## ACTION ITEM
Quote word for word the lines below, beginning with the first and ending with the one that has "# provide a point for each instance of the curled". Drop the pictures.

[Records contained in a dataset]
··········
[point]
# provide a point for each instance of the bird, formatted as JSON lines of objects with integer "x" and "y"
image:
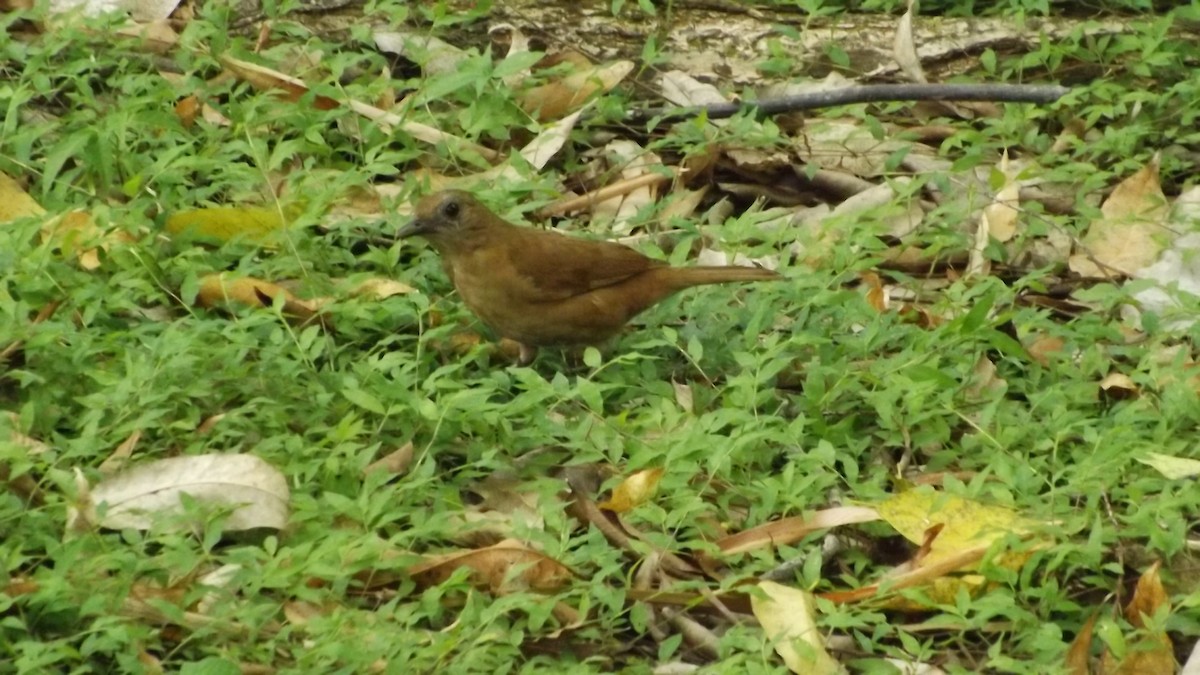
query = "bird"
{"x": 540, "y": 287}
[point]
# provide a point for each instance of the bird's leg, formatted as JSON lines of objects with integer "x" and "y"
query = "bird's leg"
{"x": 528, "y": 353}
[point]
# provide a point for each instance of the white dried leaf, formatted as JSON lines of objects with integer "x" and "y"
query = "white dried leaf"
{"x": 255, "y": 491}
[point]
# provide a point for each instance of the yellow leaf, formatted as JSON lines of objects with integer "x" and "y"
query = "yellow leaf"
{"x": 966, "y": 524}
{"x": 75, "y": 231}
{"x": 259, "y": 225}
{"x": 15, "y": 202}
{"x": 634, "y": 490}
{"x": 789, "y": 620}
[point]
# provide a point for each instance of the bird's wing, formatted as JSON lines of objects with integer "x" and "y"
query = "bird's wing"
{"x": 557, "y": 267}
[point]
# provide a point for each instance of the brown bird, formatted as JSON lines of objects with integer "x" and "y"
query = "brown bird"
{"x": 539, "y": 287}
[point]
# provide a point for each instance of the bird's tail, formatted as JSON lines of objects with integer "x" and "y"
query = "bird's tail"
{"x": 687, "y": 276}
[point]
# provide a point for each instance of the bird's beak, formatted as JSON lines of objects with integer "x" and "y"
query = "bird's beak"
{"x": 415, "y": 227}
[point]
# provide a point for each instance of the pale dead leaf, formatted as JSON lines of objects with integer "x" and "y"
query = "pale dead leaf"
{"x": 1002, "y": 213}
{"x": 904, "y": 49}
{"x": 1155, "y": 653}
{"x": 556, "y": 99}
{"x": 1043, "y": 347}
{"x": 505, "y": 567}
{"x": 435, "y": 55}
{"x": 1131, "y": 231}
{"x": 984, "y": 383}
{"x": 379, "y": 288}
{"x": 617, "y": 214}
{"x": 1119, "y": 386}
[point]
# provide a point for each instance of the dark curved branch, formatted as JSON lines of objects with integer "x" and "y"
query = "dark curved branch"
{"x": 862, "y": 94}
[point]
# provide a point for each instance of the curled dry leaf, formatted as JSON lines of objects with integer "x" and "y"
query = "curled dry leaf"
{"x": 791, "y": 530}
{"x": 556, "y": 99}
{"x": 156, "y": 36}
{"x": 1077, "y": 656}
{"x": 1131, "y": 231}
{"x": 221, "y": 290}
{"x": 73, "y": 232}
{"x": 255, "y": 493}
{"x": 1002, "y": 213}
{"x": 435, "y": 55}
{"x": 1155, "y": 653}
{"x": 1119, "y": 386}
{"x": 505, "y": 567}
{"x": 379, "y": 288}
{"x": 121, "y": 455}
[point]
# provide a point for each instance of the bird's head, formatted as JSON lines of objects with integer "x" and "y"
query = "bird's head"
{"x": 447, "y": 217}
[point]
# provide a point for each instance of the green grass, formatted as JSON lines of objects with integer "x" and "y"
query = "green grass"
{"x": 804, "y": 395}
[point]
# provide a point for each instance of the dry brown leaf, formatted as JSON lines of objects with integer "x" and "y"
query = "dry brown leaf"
··········
## YOUR RESPONSE
[point]
# provide a point for each instance of the bird, formatted as JSON lines of objects with integer "x" and "y"
image:
query = "bird"
{"x": 540, "y": 287}
[point]
# provide a point for each instance of the bird's leg, formatted as JSON lines of objects with integer "x" and "y"
query = "bird's leg"
{"x": 528, "y": 353}
[point]
# provide a point for each instance of the white dried leaf, formatted as JSON lines of objects with integer "x" and "y"
query = "white dried leaf"
{"x": 255, "y": 491}
[point]
# provide a point for each instance of the yellow leaf, formatted as JSON lines of objects with integer "x" and "y"
query = "yellow leaf"
{"x": 966, "y": 524}
{"x": 75, "y": 231}
{"x": 259, "y": 225}
{"x": 15, "y": 202}
{"x": 634, "y": 490}
{"x": 789, "y": 620}
[point]
# provide a point for each instance of the bird's wing, formatted as JSON lines of objects with integer "x" and "y"
query = "bird's wing"
{"x": 557, "y": 267}
[point]
# provide a point for each instance of the brown bird, formatted as JSON lines of objects with integer "x" and "y"
query = "brown bird"
{"x": 539, "y": 287}
[point]
# provide a point for each instance of the bird's tail, formatted as JSON lines of objects with integer "x" and "y"
query = "bird's tail"
{"x": 687, "y": 276}
[point]
# provide a point for each instance of the bird's beak, formatted as JSON lines of objects with integer "x" and "y"
query = "bird's beak"
{"x": 415, "y": 227}
[point]
# provide a point for each instance of the pale dead leaf, formatted as JSON lines of objects with integer "x" and "y"
query = "pale dead leaf"
{"x": 1002, "y": 213}
{"x": 904, "y": 49}
{"x": 1155, "y": 653}
{"x": 556, "y": 99}
{"x": 1043, "y": 347}
{"x": 505, "y": 567}
{"x": 435, "y": 55}
{"x": 1131, "y": 231}
{"x": 984, "y": 383}
{"x": 379, "y": 288}
{"x": 617, "y": 214}
{"x": 1119, "y": 386}
[point]
# provide a point for each instance of the dark curved branch, formatted as JSON lines of objects with integer "x" and "y"
query = "dark curved branch"
{"x": 862, "y": 94}
[point]
# provide a point for each instance of the curled dry leaf, formatted as JSON lines of objects with integer "x" and "y"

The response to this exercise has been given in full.